### EXERCISE DETAILS
In the essay below about Adam Walsh, where was the writer taken to be fingerprinted and given an I.D. card?

--- START SOURCE PASSAGE ---

April 3, 2013 by Wendy Sachs Leave a Comment

I will never forget Adam Walsh. The image of the sweet, smiling, gap-toothed six-year-old boy in his baseball uniform is forever emblazoned in my memory.

It was 1981 and I was ten years old, living in Miami. I vividly recall the terror of Adam’s abduction from a shopping mall in Florida. One minute he was watching video games at a Sears while his mother shopped for lamps about 75 feet away. Less than ten minutes later, he was gone. Adam’s severed head was found in a Florida canal a few weeks later.

The story traumatized me as a child and woke up an entire generation of parents to the reality of kidnapped children. Soon after the tragedy, my mom took me to our local Publix supermarket to get me finger printed and assigned an I.D. card. I remember looking at the ink on my thumb and wondering if this would really protect me. I was now terrified to go into public bathrooms alone and almost had a nervous breakdown when I lost my little sister, Debby, for about fifteen minutes at our shopping mall. I was 14 years old at the time, and Debby was four.

My mind drifted back to the Adam Walsh story a few years ago when the New York Times reported on parents’ anxiety over letting their children walk to school. I still choke up when I think about him, but now my visceral reaction comes not from being a frightened child, fearing for my own safety or my sister’s, but as an anxious mom.

As the article discussed, many parents are made to feel negligent these days if they let their ten-year-olds walk a few blocks to school rather than being driven or escorted by parents. It’s now customary for a gaggle of grownups to be waiting at bus stops, with not only their young children, but with their tweens and teens as well.

--- END SOURCE PASSAGE ---
--- START DATA RECORDS ---

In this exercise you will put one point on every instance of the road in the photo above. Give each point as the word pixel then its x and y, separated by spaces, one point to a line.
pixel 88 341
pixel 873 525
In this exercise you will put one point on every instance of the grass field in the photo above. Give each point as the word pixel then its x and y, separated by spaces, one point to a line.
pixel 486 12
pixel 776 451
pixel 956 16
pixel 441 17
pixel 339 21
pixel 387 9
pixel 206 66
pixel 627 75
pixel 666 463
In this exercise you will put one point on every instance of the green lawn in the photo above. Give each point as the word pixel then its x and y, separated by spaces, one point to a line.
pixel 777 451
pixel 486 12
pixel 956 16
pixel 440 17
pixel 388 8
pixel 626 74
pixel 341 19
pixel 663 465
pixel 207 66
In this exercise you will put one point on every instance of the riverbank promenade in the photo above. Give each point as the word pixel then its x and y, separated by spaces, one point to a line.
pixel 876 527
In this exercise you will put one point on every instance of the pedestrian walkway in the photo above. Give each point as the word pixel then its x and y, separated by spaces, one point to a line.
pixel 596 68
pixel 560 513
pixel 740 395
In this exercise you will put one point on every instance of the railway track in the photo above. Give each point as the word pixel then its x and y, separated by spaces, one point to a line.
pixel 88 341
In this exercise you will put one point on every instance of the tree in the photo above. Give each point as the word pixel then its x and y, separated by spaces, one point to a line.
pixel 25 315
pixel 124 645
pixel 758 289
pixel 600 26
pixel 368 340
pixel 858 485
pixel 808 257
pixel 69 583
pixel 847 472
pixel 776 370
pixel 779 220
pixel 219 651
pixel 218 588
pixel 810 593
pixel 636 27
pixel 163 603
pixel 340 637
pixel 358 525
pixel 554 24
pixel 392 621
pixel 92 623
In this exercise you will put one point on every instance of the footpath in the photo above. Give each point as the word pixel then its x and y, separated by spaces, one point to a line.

--- END DATA RECORDS ---
--- START DATA RECORDS ---

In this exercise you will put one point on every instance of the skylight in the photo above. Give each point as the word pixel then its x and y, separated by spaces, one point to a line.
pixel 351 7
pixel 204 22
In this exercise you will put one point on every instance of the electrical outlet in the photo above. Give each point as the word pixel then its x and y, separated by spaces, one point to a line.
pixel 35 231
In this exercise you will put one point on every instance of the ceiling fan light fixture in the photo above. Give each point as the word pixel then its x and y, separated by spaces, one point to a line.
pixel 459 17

--- END DATA RECORDS ---

### ANSWER BELOW
A local Publix supermarket.